## FRAGMENTO
CONOCIDA COMO CALLE ESPARTERÍA EN JAÉN,AUNQUE SU NOMBRE OFICIAL ES DOCTOR CIVERA

MI CALLE

Larga, no muy ancha, céntrica y muy pasajera, con una pendiente pronunciada, aunque lo más característico eran los diferentes aromas, especies, plátanos, churros, la plaza de abastos estaba próxima, en realidad era, y es, uno de los caminos para ir a ella.

En esta calle nací y pasé buena parte de mi infancia.

Recuerdo con gran añoranza los buenos ratos que junto a mis amigos pasábamos jugando a policías y ladrones, al burro, a las canicas, al pañuelo, a las chapas, incluso al futbol.

Vivíamos en un piso antiguo, muy grande y justo encima de un almacén de plátanos, enfrente vivía una familia que tenían unos puestos en la plaza, en uno vendían especies. Justo una casa más arriba de donde vivíamos, estaba la casa parroquial, otra más un abogado, en la siguiente estaba la sociedad colombófila y a continuación una bocacalle, en la esquina una churrería, y frente a esta, una pensión, y a continuación por debajo una calle sin salida. Continuando hacia arriba, el “callejón de la uvas” el cual daba entrada a la plaza de abastos, que se iba ensanchando según entrabas en él, hasta convertirse en una pequeña plazoleta en la que había diferentes puestos, tanto de verduras y frutas como de otros artículos variados.

Transcurría 1955. Hice el ingreso en el bachillerato , mi abuelo fue mi mejor profesor de matemáticas, mi padre de historia, no fui un buen estudiante o al menos eso pienso ahora, continuamente estaba deseando salir a la calle para jugar con mis amigos, para hacer trastadas…, como decía mi padre, “no se os ocurre idea buena”; en esa época adquirí la afición por la lectura, con aquellos tebeos del Capitán Trueno, El guerrero del Antifaz, Roberto Acazar y Pedrín, Supermán, Hazañas Bélicas y poco a poco entre mi padre y mi abuelo me introdujeron en otro tipo de lecturas tales como Viaje al Centro de la Tierra, Los tres Mosqueteros, La Isla del Tesoro y ese larguísimo etcétera de novelas para adolescentes, esa afición por la lectura me llevó a mi otra afición, la escritura.

## INFORMACIÓN PROPORCIONADA
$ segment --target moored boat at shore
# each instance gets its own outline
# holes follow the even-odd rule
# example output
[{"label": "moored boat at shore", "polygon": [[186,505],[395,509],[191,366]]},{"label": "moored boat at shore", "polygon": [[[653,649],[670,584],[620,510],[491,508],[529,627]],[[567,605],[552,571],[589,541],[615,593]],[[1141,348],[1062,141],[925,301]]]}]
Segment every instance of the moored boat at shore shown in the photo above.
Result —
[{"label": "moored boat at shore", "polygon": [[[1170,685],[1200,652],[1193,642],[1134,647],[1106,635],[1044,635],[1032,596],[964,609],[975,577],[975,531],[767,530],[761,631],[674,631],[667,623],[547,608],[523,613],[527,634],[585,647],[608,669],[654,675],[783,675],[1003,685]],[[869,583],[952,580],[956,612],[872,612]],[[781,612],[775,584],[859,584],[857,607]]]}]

## CONSIGNA
Responde a estas preguntas a partir del fragmento:
(a) ¿Cuál es el nombre oficial de la calle?
(b) ¿Qué había justo debajo del piso antiguo y muy grande?
(c) ¿En qué año se hizo el ingreso en el bachillerato?

## RESULTADO DEL EJERCICIO
(a) Doctor Civera.
(b) Un almacén de plátanos.
(c) En 1955.